> [Exercise directions]:
Copy out the lines of the material, requests included, starting at the line that contains "Please, if you could, draw a box around the navy" and ending with the last line. Add 3 to every bounding box coordinate in the answers.

+++ Dataset rows

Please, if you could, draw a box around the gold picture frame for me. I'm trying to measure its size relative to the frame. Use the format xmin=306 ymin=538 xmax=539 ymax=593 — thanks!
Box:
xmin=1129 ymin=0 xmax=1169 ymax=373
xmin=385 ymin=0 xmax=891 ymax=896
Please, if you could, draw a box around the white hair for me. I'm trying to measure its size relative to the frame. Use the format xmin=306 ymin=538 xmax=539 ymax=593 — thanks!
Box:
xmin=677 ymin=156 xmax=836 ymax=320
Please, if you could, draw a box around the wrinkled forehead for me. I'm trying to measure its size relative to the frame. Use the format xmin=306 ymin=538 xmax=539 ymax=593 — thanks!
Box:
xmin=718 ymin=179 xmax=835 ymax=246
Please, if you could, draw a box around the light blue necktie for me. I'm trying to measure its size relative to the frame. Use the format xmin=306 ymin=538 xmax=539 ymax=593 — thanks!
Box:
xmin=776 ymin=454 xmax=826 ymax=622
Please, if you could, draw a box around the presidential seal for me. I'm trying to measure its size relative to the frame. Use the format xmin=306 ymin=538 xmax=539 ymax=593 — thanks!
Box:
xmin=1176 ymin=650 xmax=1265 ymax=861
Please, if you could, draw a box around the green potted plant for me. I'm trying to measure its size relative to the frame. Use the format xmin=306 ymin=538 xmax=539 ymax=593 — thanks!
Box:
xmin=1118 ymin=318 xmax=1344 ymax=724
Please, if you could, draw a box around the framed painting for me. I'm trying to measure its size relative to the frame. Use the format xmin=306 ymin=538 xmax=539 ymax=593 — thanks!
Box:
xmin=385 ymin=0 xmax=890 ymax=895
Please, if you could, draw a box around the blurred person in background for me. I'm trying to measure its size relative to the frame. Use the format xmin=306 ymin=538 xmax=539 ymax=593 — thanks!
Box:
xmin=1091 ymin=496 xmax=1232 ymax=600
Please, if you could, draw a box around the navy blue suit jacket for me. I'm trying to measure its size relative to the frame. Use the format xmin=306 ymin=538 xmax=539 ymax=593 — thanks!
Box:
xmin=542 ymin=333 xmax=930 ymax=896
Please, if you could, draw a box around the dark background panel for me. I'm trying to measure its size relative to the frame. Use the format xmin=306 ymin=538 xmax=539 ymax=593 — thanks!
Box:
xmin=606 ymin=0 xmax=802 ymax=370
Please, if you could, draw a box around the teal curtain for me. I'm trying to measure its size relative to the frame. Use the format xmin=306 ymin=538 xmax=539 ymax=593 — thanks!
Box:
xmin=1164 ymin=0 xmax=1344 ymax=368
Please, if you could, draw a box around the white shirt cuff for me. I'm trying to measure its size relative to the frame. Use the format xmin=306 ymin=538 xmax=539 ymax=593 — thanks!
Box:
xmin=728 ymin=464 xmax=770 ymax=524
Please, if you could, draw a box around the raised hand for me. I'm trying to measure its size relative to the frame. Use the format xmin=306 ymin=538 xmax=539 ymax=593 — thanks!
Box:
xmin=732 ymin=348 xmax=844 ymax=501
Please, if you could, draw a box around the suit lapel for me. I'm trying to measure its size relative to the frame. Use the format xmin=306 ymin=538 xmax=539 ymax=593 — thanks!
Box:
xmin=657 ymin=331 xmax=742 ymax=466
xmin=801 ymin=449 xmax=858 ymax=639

++++++

> [Answer to this task]:
Please, if you could, draw a box around the navy blue suit jacket for me. I'm trying to measure its size relative to the frame. Use the format xmin=306 ymin=538 xmax=539 ymax=593 — thanks!
Box:
xmin=545 ymin=336 xmax=933 ymax=899
Please, if you could, draw a box around the dark background panel for me. I'm trying to measure its size relative to the frame. Use the format xmin=306 ymin=538 xmax=539 ymax=593 — thanks!
Box:
xmin=609 ymin=3 xmax=805 ymax=373
Please, if you could, draw a box around the teal curtain for me. I'm trying to measure its size relative to the frame. Use the format xmin=306 ymin=538 xmax=539 ymax=593 — thanks!
Box:
xmin=1167 ymin=3 xmax=1347 ymax=371
Please, if you could, draw a box around the white shirt cuff for me. I'm trying to measure its size relative to the frame. Use the format xmin=306 ymin=538 xmax=539 ymax=593 — thanks!
Box:
xmin=731 ymin=467 xmax=773 ymax=527
Please, if you could, draw a box around the raised hand for me. I'm trying to measure its size relative to the frame. Use the format xmin=306 ymin=538 xmax=539 ymax=593 — thanks!
Box:
xmin=735 ymin=351 xmax=847 ymax=504
Please, if you could, draw a box around the suit lapel for me. I'm trying to measure its size relative to the frame. Use the format xmin=306 ymin=538 xmax=539 ymax=593 — thanks!
Box:
xmin=660 ymin=334 xmax=745 ymax=469
xmin=804 ymin=452 xmax=861 ymax=642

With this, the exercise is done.